[Tekst]
Het bleek een gouden investering. In datzelfde jaar stroomden er 33 aanmeldingen van kinderen met ernstige dyslexie binnen. Dit jaar staat de teller nu al op meer dan 700. Ogink verwacht dat ouders jaarlijks ongeveer 1.000 kinderen aanmelden bij Giralis. Dat betekent wel dat het adviesbureau veel psychologen in dienst neemt, vooruitlopend op de groei. Medewerkers hebben namelijk opleidings- en inwerktijd nodig. Tel daarbij bovenop dat zorgverzekeraars pas na de behandeling – dat tot anderhalf jaar kan duren – van een kind uitbetalen en een cashflowprobleem is geboren. Ogink: ‘We krijgen een voorschot van 40 procent van zorgverzekeraars, maar op basis van het jaar ervoor. Bij een stabiel aantal aanmeldingen leidt dat niet tot een probleem. Maar als je zo hard groeit, staat het niet tot elkaar in verhouding. Want we hebben het niet over een paar ton, maar over een paar miljoen euro.’

Shortlist met vier investeerders

Doordat Giralis veel meer moet voorfinancieren dan dat hun bankrekening toelaat en ze eind 2010 bij de bank – die volgens Ogink zijn nek al enorm had uitgestoken – voor een dichte deur staat qua groeifinanciering, moest het bedrijf op zoek naar een investeerder. Samen met Lorijn van Leersum van Baker Tilly Berk stelde Giralis een shortlist van vier investeerders op, allemaal participatiemaatschappijen.

Ondertussen moest het adviesbureau wel iets anders regelen. Giralis was op papier nog altijd een stichting, maar die rechtsvorm heeft geen enkele waarde voor een investeerder. Een stichting en het vermogen dat erin zit is namelijk van de maatschappij. Op het moment van de omzetting naar een besloten vennootschap, was de vierkoppige directie (drie vrouwen, een man) al in gesprek met twee participatiemaatschappijen.

‘Ineens schoot het Van Leersum te binnen om participatiemaatschappij Écart Invest op onze lijst te zetten’, vertelt Ogink. Tijdens het eerste gesprek met Écart-directeur Metz klikte het meteen tussen beide partijen. Toen ging het snel, want binnen twee weken lag er een term sheet op tafel. Ogink: ‘Ze schakelden ontzettend snel en dat sprak ons aan.’ De twee vonden elkaar redelijk gemakkelijk omdat de Haagse investeerder alleen maar minderheidsbelangen neemt, een absolute eis voor de Giralis-directie.

[Opdracht] Schrijf het artikel over de groeifinanciering van Giralis verder, aansluitend op de laatste zin.

[Gegevensfragment]
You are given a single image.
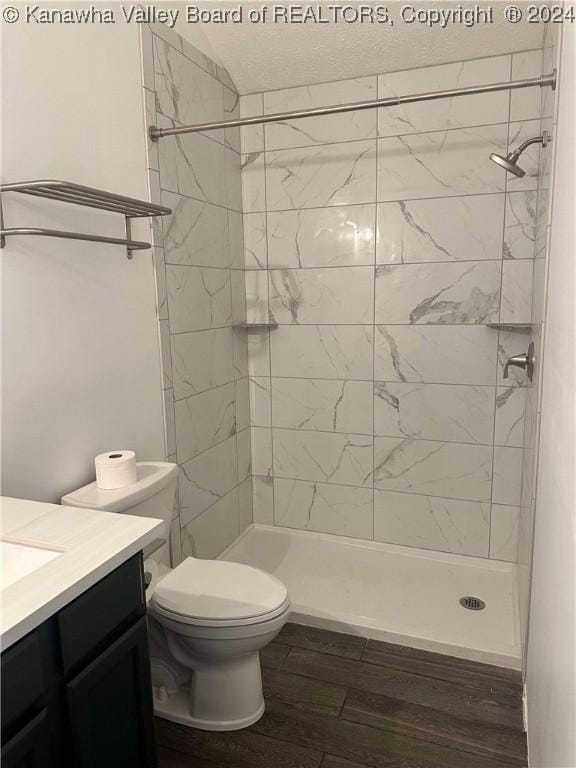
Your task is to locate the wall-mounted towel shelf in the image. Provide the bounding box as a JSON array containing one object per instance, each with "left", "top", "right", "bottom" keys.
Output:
[{"left": 0, "top": 179, "right": 172, "bottom": 258}]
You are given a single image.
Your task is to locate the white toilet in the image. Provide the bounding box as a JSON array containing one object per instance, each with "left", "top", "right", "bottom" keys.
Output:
[{"left": 62, "top": 462, "right": 290, "bottom": 731}]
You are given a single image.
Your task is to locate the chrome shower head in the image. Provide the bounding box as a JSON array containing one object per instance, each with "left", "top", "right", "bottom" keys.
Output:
[
  {"left": 490, "top": 131, "right": 550, "bottom": 178},
  {"left": 490, "top": 152, "right": 526, "bottom": 178}
]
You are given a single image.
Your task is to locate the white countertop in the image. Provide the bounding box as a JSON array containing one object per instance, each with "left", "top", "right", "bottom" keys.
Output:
[{"left": 0, "top": 497, "right": 165, "bottom": 650}]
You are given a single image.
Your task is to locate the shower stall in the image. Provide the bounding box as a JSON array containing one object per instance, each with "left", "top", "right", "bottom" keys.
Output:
[{"left": 141, "top": 25, "right": 557, "bottom": 667}]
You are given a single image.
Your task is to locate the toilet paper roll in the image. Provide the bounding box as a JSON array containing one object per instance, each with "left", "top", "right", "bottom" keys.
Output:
[{"left": 94, "top": 451, "right": 138, "bottom": 491}]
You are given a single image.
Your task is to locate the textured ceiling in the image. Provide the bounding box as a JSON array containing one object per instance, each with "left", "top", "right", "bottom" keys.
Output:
[{"left": 177, "top": 0, "right": 543, "bottom": 93}]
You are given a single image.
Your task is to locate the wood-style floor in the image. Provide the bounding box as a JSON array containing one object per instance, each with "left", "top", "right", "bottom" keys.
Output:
[{"left": 156, "top": 624, "right": 527, "bottom": 768}]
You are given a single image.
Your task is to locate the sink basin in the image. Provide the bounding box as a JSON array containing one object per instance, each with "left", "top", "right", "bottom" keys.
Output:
[{"left": 0, "top": 541, "right": 62, "bottom": 589}]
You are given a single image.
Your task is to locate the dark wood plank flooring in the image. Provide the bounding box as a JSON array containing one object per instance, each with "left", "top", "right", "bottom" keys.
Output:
[{"left": 156, "top": 624, "right": 527, "bottom": 768}]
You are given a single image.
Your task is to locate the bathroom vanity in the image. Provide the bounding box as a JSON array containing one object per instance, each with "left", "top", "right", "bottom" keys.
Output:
[{"left": 0, "top": 499, "right": 163, "bottom": 768}]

[Antwoord]
Snelle groei met participatiemaatschappij

Participatiemaatschappij Écart Invest investeert uiteindelijk 1,5 miljoen euro tegen een aandelenbelang van 45 procent en een achtergestelde lening. ‘Als je zo’n bedrijf aantreft, ben je eerder enthousiast dan kritisch’, legt Metz uit. Dyslexiebehandeling lijkt de komende jaren de grote aanjager voor groei bij Giralis. En groei is wat investeerders willen. ‘Dyslexie ligt gewoon voor op andere activiteiten, maar de gehele markt voor kinderbegeleiding is een groeimarkt. Ouders willen namelijk ver gaan om hun kind te helpen en zijn daarvoor bereid te betalen’, aldus Metz, die zelf commissaris is bij het adviesbureau.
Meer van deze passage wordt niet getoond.